═══ Listed records ═══
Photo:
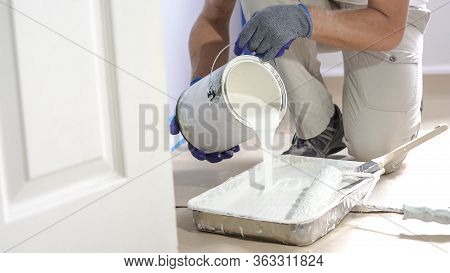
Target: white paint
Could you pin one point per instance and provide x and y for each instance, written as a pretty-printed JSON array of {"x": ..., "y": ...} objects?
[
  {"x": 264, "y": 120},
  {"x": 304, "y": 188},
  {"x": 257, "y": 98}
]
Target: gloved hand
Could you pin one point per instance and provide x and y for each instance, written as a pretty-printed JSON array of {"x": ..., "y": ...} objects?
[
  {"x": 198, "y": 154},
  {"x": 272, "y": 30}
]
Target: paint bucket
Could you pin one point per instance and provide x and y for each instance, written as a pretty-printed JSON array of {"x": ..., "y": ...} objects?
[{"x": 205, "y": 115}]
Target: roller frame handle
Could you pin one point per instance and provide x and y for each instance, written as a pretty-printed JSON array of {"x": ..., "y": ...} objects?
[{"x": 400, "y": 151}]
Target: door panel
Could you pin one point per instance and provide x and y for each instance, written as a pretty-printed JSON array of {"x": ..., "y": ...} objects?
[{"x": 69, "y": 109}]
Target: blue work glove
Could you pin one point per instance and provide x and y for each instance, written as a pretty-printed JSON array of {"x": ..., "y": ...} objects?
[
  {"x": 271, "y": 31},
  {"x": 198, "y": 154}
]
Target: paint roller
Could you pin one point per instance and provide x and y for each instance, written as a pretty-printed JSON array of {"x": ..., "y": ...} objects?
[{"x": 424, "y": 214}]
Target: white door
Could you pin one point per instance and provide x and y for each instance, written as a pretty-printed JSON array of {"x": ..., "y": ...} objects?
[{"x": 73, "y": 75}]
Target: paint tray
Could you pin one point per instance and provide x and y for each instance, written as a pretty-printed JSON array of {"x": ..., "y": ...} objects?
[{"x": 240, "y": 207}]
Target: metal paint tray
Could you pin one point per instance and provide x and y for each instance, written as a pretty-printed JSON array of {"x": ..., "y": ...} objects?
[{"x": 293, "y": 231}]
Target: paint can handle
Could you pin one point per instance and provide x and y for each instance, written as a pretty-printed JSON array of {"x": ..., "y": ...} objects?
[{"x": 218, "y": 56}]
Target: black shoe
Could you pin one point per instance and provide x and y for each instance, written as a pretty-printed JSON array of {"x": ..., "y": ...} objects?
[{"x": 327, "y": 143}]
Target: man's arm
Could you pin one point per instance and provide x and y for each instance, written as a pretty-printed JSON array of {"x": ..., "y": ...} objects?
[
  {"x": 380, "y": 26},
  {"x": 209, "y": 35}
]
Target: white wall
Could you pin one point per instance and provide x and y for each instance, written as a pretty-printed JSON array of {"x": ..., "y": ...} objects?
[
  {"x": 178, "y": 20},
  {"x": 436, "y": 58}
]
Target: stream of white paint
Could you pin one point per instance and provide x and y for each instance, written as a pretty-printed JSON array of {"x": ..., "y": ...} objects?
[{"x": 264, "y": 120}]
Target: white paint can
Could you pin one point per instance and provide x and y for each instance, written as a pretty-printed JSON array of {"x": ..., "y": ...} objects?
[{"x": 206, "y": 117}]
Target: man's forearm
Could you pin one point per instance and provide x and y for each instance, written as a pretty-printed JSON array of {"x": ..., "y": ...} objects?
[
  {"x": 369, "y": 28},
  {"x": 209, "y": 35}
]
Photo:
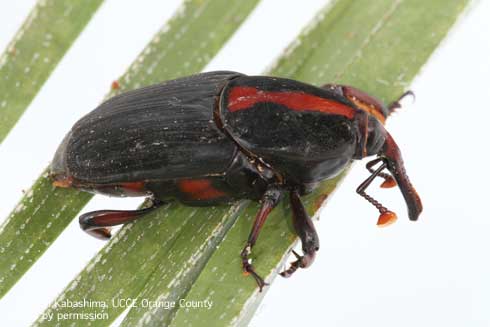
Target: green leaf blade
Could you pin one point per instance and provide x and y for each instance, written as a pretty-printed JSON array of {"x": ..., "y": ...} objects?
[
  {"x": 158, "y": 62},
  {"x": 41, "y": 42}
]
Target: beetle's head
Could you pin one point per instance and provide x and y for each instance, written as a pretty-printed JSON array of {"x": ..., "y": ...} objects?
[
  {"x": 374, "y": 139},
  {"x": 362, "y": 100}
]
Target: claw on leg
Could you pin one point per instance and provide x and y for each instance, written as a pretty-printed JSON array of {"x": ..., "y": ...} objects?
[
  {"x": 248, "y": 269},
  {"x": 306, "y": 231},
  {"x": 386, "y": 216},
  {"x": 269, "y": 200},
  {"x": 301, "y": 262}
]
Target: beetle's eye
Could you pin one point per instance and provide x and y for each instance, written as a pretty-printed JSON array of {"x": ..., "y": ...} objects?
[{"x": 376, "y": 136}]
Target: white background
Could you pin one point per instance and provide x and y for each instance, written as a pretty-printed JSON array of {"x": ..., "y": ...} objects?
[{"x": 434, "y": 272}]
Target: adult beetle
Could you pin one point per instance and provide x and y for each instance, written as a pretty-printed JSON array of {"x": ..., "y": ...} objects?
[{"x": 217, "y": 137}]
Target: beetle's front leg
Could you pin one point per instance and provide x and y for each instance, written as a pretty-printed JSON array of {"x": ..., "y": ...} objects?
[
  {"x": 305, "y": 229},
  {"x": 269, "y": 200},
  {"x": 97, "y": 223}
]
═══
═══ Listed records ═══
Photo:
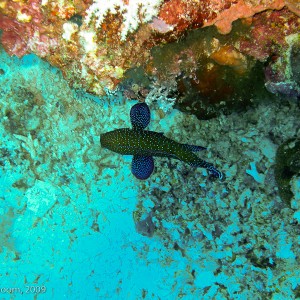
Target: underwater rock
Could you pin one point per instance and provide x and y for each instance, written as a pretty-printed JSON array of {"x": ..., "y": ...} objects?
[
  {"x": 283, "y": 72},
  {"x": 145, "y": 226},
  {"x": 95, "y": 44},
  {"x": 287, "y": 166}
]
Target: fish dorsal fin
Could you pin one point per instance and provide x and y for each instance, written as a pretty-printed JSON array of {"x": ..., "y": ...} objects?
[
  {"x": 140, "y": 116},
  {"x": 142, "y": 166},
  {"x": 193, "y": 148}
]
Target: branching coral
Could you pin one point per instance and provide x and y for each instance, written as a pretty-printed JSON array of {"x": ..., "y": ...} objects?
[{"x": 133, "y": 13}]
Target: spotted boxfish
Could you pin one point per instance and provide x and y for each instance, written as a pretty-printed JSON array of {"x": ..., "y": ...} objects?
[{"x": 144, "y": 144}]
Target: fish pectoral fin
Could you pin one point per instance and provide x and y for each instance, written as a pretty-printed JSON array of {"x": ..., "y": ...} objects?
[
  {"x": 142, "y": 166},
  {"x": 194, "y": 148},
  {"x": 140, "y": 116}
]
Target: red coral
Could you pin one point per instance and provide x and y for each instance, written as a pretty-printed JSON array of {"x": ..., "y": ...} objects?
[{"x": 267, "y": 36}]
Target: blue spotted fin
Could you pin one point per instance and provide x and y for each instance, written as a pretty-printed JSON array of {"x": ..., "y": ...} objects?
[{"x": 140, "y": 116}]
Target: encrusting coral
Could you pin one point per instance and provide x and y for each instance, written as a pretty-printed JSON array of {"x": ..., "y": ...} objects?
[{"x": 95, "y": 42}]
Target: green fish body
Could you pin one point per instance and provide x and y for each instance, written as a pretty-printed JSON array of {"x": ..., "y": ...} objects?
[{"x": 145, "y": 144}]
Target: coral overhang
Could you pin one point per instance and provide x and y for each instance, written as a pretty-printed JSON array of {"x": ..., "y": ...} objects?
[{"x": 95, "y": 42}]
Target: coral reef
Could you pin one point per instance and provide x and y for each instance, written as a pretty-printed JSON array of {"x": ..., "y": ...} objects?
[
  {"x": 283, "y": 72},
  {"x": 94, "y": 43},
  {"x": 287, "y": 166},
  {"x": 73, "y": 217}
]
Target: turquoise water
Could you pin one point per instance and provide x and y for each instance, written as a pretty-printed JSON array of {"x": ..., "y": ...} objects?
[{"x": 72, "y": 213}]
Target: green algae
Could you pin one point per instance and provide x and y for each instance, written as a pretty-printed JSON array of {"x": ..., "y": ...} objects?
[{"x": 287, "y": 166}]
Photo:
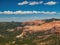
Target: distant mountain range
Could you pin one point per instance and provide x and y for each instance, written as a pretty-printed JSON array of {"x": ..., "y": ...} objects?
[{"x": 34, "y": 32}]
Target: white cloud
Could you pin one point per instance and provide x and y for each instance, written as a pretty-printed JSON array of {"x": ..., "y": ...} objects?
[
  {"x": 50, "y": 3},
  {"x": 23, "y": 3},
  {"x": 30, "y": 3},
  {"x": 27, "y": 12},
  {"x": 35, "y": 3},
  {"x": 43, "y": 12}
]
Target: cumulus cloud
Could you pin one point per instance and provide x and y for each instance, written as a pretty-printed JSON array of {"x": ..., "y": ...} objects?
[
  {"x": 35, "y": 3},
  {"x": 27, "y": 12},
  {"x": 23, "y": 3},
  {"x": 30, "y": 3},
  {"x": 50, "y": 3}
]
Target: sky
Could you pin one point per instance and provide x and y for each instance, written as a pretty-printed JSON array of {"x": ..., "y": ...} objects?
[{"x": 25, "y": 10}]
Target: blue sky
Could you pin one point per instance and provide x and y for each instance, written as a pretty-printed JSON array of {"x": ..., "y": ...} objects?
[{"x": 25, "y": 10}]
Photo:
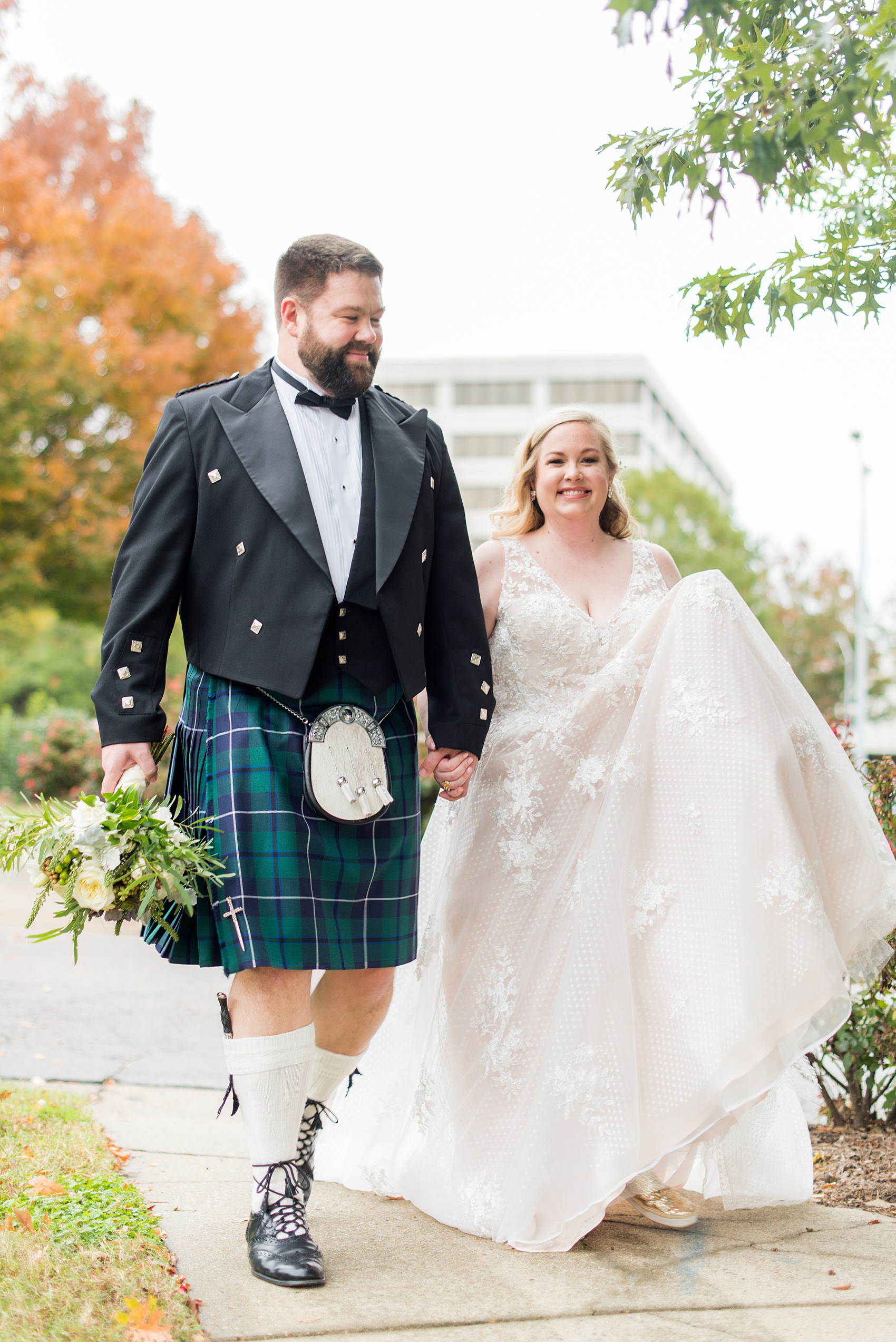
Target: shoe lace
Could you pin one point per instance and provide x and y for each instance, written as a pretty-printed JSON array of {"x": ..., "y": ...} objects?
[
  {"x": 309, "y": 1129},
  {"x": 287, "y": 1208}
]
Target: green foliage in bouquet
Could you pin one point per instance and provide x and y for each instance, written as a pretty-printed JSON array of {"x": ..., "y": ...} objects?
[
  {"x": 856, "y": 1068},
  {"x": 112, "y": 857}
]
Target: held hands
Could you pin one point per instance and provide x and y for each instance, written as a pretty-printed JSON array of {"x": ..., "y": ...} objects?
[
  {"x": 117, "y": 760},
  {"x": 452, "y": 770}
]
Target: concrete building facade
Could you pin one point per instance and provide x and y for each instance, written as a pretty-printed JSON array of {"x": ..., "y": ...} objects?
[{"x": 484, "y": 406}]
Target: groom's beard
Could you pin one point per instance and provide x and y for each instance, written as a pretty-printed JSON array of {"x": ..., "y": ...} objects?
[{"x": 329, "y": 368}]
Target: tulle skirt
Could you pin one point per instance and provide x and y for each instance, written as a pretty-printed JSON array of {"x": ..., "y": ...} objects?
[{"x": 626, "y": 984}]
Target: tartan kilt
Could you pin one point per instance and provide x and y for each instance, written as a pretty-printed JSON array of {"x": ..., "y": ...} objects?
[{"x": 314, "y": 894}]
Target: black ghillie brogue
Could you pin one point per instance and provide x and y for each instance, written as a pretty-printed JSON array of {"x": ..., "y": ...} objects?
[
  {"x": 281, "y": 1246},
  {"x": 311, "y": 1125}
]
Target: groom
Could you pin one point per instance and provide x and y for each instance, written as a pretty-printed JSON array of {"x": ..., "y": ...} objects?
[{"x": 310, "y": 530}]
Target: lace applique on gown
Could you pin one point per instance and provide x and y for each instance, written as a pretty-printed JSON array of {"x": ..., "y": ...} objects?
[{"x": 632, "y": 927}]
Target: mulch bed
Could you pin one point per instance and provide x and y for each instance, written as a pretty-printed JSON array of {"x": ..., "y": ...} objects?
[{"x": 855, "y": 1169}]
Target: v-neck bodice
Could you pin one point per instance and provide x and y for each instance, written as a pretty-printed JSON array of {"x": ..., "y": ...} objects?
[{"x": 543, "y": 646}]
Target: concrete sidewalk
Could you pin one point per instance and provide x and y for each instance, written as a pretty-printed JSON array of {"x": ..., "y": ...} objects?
═══
- [Exercise prompt]:
Show every line of the items above that contains the word "paint".

- [Task answer]:
Target: white paint
Target: paint bucket
Target: paint roller
Target: paint tray
Target: metal paint tray
Target: paint can handle
Target: stream of white paint
Target: white paint can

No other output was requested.